== Task to complete ==
Collect every line in the listing below that contains the word "balcony" and copy each one out. Case counts.

== Provided data ==
++++++++++
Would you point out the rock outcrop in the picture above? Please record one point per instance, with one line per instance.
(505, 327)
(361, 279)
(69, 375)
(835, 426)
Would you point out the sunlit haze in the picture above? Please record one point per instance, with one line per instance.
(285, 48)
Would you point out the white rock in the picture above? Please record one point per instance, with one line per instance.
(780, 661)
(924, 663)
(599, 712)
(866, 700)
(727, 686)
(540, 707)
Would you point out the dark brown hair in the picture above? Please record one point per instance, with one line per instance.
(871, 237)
++++++++++
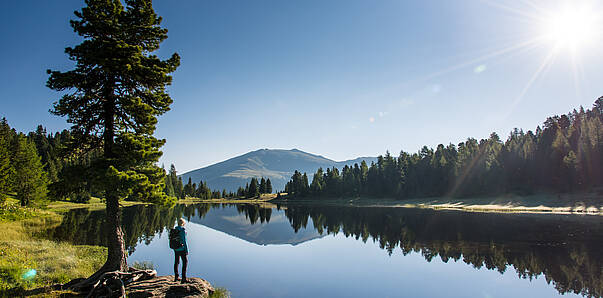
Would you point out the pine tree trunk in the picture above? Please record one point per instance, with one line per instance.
++++++++++
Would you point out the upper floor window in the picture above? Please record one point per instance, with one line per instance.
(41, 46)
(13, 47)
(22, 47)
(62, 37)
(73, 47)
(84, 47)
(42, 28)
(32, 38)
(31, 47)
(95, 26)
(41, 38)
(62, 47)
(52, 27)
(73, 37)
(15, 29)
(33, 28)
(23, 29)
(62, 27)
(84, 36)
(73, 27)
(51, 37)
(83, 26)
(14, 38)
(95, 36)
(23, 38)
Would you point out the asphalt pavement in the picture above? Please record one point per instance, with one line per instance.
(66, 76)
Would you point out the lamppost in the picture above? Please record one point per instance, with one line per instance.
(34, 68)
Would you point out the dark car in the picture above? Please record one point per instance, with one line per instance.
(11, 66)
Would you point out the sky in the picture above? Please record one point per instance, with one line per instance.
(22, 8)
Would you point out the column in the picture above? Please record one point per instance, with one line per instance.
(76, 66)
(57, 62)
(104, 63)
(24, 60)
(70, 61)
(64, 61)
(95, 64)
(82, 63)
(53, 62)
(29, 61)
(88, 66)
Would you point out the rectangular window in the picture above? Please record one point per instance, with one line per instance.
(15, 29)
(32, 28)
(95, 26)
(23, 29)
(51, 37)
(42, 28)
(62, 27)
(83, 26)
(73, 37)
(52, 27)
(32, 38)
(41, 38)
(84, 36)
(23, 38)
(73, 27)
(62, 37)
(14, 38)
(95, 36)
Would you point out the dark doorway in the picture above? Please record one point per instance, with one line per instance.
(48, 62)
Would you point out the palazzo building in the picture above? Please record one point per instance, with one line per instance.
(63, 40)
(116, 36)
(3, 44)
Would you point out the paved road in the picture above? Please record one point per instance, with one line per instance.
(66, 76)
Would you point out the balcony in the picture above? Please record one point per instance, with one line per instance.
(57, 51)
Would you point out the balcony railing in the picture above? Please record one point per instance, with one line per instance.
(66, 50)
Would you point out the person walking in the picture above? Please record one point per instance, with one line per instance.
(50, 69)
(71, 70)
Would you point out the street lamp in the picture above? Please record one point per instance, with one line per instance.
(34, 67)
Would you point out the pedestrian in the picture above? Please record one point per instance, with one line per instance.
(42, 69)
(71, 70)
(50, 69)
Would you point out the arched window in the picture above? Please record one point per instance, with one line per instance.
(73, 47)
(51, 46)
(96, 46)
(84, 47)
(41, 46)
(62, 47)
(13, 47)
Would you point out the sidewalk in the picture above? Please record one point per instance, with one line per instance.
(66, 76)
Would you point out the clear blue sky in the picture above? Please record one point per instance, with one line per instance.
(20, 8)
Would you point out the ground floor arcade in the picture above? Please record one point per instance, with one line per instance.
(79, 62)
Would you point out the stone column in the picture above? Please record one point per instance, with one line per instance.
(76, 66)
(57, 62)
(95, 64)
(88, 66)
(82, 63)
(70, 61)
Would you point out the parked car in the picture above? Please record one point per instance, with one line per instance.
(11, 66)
++++++++++
== Complete output ==
Would you point out the balcony in the picture above? Please record one point per instance, with one line per instance.
Would you point out the balcony railing in the picture above? Please record one point per instance, with one line per instance.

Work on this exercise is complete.